The exercise: Count how many lines in the items below contain the string "ribbon", treating uppercase and lowercase as different. Reply with the number alone.

--- START OF Records for this task ---

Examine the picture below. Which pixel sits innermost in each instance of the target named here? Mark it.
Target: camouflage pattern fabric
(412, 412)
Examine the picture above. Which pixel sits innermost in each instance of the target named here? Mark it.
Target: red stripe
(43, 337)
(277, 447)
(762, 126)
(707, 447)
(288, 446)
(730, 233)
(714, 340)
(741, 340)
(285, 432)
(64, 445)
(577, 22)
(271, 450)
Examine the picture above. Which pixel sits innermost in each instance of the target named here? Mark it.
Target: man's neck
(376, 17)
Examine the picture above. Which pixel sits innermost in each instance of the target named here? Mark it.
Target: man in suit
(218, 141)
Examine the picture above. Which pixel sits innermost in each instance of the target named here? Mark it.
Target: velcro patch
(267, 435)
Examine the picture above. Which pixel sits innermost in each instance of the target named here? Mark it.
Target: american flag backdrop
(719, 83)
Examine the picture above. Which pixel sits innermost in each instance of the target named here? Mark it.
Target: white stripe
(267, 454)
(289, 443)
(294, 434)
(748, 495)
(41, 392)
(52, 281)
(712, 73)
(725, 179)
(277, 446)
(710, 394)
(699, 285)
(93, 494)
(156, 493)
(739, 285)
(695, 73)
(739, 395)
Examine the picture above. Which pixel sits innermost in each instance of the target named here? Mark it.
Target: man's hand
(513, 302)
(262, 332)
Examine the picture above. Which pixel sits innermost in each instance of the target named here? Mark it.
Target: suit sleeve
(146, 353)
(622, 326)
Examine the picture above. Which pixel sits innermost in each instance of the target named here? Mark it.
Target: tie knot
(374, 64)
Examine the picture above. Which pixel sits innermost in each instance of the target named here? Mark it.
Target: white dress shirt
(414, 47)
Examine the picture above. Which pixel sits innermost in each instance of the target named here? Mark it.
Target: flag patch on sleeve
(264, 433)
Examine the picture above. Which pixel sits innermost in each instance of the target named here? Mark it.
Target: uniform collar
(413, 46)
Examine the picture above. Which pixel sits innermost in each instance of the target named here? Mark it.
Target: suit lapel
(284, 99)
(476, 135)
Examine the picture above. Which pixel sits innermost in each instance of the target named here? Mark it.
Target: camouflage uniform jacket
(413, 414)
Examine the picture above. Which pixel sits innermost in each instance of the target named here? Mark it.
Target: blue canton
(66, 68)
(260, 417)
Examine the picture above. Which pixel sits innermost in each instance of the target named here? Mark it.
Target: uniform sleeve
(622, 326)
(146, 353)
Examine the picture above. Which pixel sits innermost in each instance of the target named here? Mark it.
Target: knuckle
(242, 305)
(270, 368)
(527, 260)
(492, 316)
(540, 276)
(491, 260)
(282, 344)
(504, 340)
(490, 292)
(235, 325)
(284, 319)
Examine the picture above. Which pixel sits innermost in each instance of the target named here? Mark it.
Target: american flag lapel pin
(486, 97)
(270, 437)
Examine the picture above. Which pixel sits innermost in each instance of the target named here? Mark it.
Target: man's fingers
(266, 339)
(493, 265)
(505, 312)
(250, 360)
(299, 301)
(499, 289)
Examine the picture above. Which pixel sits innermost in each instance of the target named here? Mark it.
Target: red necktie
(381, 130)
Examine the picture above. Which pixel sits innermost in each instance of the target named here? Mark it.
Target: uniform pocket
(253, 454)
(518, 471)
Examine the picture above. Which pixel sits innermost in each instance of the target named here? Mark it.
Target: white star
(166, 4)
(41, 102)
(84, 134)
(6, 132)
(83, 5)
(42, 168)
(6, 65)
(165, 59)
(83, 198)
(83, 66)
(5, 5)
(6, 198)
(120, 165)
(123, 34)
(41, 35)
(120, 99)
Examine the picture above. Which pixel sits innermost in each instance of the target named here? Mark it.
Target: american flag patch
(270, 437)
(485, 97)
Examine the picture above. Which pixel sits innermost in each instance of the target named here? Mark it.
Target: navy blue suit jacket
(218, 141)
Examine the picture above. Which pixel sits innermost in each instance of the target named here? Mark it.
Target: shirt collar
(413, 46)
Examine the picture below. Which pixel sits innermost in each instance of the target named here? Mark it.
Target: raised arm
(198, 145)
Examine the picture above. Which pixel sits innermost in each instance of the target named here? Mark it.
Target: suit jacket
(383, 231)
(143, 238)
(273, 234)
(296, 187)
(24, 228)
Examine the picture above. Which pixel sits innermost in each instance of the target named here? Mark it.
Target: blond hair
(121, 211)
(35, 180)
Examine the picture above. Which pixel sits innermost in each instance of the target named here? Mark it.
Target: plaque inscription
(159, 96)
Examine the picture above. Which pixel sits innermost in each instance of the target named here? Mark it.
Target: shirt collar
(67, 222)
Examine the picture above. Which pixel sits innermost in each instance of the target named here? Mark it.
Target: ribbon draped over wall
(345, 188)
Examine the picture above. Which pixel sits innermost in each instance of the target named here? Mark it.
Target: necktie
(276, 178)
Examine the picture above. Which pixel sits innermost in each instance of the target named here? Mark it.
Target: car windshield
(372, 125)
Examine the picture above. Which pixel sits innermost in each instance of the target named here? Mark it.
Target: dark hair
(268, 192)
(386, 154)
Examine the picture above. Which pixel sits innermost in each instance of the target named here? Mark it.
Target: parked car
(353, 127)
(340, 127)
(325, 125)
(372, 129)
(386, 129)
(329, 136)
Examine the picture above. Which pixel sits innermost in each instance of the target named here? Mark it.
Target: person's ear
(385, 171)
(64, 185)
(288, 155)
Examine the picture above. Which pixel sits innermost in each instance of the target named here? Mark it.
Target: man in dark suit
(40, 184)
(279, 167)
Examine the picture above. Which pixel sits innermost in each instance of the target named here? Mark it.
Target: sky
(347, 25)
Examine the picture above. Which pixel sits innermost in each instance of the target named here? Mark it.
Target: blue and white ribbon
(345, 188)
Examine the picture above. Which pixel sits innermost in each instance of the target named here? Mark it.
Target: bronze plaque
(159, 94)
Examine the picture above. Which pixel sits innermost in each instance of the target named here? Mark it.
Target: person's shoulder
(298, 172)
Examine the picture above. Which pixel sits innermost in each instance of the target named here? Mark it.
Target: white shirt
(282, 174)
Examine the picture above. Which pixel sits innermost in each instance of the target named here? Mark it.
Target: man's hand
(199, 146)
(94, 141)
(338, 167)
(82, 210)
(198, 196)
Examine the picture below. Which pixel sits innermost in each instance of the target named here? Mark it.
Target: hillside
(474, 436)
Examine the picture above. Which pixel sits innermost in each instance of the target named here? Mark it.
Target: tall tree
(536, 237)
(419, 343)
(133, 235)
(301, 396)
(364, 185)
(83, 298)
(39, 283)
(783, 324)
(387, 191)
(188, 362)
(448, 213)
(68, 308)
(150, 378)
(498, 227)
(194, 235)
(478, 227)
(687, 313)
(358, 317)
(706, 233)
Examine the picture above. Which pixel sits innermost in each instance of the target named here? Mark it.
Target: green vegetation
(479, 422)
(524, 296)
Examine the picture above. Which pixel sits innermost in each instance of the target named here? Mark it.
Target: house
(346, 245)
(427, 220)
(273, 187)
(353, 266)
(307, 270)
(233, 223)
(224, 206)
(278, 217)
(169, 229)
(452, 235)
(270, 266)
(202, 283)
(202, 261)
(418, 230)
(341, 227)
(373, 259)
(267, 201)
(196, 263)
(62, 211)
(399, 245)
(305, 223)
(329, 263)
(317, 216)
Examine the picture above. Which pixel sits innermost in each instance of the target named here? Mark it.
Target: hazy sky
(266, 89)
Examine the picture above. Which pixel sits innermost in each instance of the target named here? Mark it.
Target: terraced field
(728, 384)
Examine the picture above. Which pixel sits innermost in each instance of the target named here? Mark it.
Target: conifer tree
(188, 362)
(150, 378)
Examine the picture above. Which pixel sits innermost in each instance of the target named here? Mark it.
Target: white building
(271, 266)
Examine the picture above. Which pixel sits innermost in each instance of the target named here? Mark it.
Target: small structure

--- END OF Records for this task ---

Answer for the task: 2